→ **GIVEN EXERCISE**
Reproduce every row below verbatim, with no changes to wording or order, and omit the pictures from your output.

→ **RAW RECORDS**
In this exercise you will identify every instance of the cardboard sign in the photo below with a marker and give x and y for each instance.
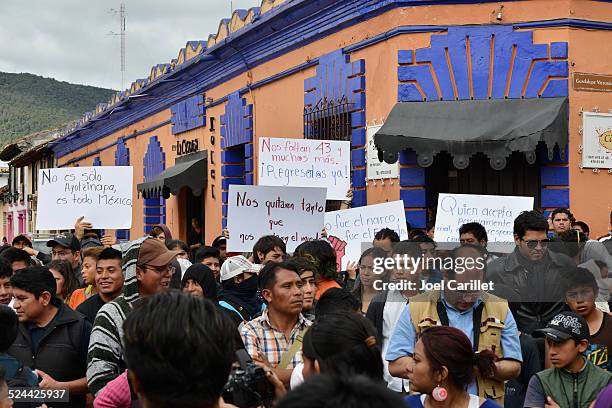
(103, 195)
(495, 213)
(294, 214)
(378, 170)
(596, 140)
(349, 229)
(306, 163)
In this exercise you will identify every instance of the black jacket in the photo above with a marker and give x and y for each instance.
(541, 292)
(61, 352)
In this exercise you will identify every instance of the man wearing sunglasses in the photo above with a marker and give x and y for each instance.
(532, 273)
(147, 267)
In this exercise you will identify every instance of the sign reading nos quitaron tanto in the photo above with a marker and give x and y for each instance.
(103, 195)
(294, 214)
(306, 163)
(596, 140)
(495, 213)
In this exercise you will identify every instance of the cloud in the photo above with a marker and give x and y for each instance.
(71, 40)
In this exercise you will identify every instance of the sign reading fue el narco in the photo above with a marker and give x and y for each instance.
(348, 229)
(102, 194)
(306, 163)
(294, 214)
(495, 213)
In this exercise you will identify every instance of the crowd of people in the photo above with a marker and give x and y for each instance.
(158, 322)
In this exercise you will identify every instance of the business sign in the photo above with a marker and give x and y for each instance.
(495, 213)
(306, 163)
(349, 229)
(102, 194)
(376, 169)
(592, 82)
(596, 140)
(295, 214)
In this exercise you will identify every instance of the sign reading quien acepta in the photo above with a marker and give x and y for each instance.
(102, 194)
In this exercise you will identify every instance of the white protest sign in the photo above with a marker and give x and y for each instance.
(349, 229)
(378, 170)
(102, 194)
(495, 213)
(306, 163)
(295, 214)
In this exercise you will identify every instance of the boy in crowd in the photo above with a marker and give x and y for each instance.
(17, 258)
(109, 283)
(580, 295)
(573, 381)
(269, 248)
(9, 327)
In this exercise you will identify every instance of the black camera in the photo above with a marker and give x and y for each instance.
(248, 385)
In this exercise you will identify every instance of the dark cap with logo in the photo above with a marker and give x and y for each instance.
(66, 240)
(565, 326)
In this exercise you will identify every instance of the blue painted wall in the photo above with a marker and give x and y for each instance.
(481, 62)
(122, 158)
(237, 147)
(336, 78)
(188, 114)
(153, 164)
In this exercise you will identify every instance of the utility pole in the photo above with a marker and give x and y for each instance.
(122, 35)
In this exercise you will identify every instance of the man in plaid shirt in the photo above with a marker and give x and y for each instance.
(269, 338)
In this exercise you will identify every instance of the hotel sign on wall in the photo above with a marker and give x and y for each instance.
(592, 82)
(597, 140)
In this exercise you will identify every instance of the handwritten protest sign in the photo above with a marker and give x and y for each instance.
(495, 213)
(348, 229)
(306, 163)
(103, 195)
(294, 214)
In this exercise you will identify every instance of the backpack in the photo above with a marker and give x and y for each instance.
(20, 380)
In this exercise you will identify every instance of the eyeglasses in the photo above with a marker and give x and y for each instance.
(533, 243)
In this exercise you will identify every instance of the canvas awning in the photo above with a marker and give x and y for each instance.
(495, 127)
(189, 171)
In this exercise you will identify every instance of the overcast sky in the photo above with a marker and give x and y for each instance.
(70, 40)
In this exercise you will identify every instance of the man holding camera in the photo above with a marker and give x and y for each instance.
(273, 340)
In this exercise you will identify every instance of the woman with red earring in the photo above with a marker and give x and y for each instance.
(444, 365)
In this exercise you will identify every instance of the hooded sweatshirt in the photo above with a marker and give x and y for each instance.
(105, 359)
(204, 276)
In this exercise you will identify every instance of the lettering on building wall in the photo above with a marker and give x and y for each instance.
(183, 147)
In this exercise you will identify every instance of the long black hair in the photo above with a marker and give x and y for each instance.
(344, 344)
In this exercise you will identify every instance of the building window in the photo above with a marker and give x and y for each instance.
(328, 120)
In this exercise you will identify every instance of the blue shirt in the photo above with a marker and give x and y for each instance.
(404, 337)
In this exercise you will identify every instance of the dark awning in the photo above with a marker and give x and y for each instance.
(189, 171)
(462, 128)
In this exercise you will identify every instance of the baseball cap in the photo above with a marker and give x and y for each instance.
(66, 240)
(153, 252)
(236, 265)
(566, 325)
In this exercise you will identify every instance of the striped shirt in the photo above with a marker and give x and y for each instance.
(259, 336)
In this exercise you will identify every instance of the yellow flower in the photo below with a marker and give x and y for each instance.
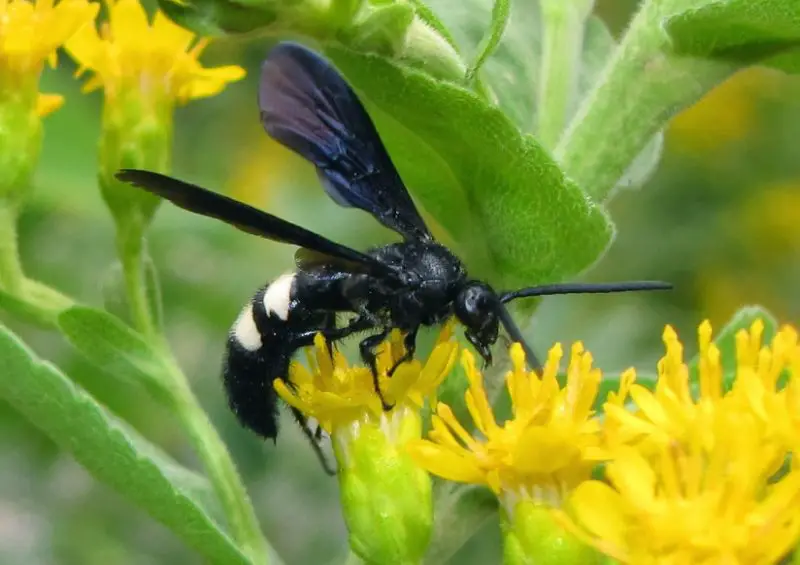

→ **TASK RESPONSE**
In this exercise you will identify every instance of the cardboard sign in the photo below with a marker and give x and y for each instance.
(103, 195)
(495, 213)
(294, 214)
(378, 170)
(596, 140)
(349, 229)
(306, 163)
In this exercise you will identify every instance of the black jacket in the photo above with a marker and give x and y for each instance.
(541, 292)
(61, 352)
In this exercise you will identify every instance of the man wearing sunglasses in the photo above with a marker and give x and y for each instance.
(532, 273)
(147, 267)
In this exercise you will identify every instance of the sign reading nos quitaron tanto in the photo above with a marker and give x and y for each instance.
(103, 195)
(294, 214)
(306, 163)
(596, 140)
(495, 213)
In this exercise you will identify every instance of the cloud in the photo above with a marker and give x and y for each instance.
(71, 40)
In this exercise you will identify every instance of the sign reading fue el narco in the photo above with a marker and give x and y for each instance.
(348, 229)
(102, 194)
(306, 163)
(294, 214)
(495, 213)
In this exercise you will identify every instance of the crowd of people in the photo above with a marker and give x and y for each instance.
(158, 322)
In this exercise you will identify every instance of the business sign in the photo above with a marker and give x and y for each instance.
(495, 213)
(306, 163)
(349, 229)
(102, 194)
(376, 169)
(592, 82)
(596, 140)
(295, 214)
In this exercise you will identify every instance of the sign reading quien acepta in the photo above with a marker and give x and y for each instance.
(102, 194)
In this exercise you will identify every instance of the white protest sign in the photo above with a marker and give x and y for each instance.
(349, 229)
(378, 170)
(102, 194)
(495, 213)
(306, 163)
(295, 214)
In this exercise you will identify every instance of the boy in crowd in the photo above with a marker and give x and y for each instance.
(17, 258)
(109, 283)
(580, 295)
(573, 381)
(269, 248)
(9, 327)
In this exercise you will identify every instance of the black camera in the photo above with a marker and give x and y for each instance.
(248, 385)
In this exercise you will identify every instance of the dark cap with logo in the photo above with a marker and give x and y for each instance.
(66, 240)
(565, 326)
In this exercise you will identify every instance of the blue painted wall in the photo above with a marker and give x and y for each instance.
(481, 62)
(122, 158)
(237, 147)
(336, 78)
(188, 114)
(153, 164)
In this exercise you will identify every instance of the utility pole in the photo above with a marker and give x and y for each instance.
(122, 35)
In this exercise you will identify every instance of the man in plaid shirt in the photo above with a marker and give x and y for each instance.
(269, 338)
In this exercise you will identify every instance of the hotel sign on wall in the photo above with a marker and give x and y for each instance.
(592, 82)
(597, 140)
In this exercise you will identify every instance of the handwritten protest sign in the photo above with a marker and give x and y for each instance.
(495, 213)
(348, 229)
(306, 163)
(103, 195)
(294, 214)
In this exercise you will identify every instance of the backpack in the photo above with a marker and give x and y for each instance.
(20, 380)
In this exercise you will identify every instance of the eyeglasses in the photo above with a marker and give x and y for each instance.
(533, 243)
In this exercise you will identify every instance of the canvas awning in the photo above with a marker and give x and y for each instance.
(495, 127)
(189, 171)
In this exercise you will identify every instance of the overcast sky in the photo above with a marker and give x and y for each instance.
(70, 40)
In this exercise you will identify every instance of the man holding camera in the photo above with a marker and give x and y for each instance.
(273, 340)
In this exercise you will identify every instance of the woman with red earring in the photo above with a marker and give x and y for each instance.
(444, 365)
In this exercise you will identify every instance of the hooded sweatshirt in the photo above with a marker and give x and y for each instance.
(105, 359)
(204, 276)
In this exercise you will identify every instance of the lettering on building wall in the photo above with a marker and give x and y for each instance.
(183, 147)
In this exercise you will identify every instance of the long black hair in the photo above with a marker and give x and y for each instance.
(344, 344)
In this exercise you will identify every instance of the building window in the photo above with a marker and give x and y for each instance.
(328, 120)
In this exercise you will identify every instance of the blue shirt in the photo above with a marker and give x and y for each instance.
(404, 337)
In this exercise you will identify every instance of the dark awning in the photo above with a marker and give x and y for each instance.
(189, 171)
(462, 128)
In this exercise you will identify every instance of the baseball cap in the photo above with a marker and give x and y for each instance.
(66, 240)
(153, 252)
(236, 265)
(566, 325)
In this exercise you will identify every instance of the striped shirt in the photo above with a marker and give x and y for each instance.
(259, 336)
In this exercise you will identify every instance of the yellow flower in the photo below with a marker and give x and y for each instance.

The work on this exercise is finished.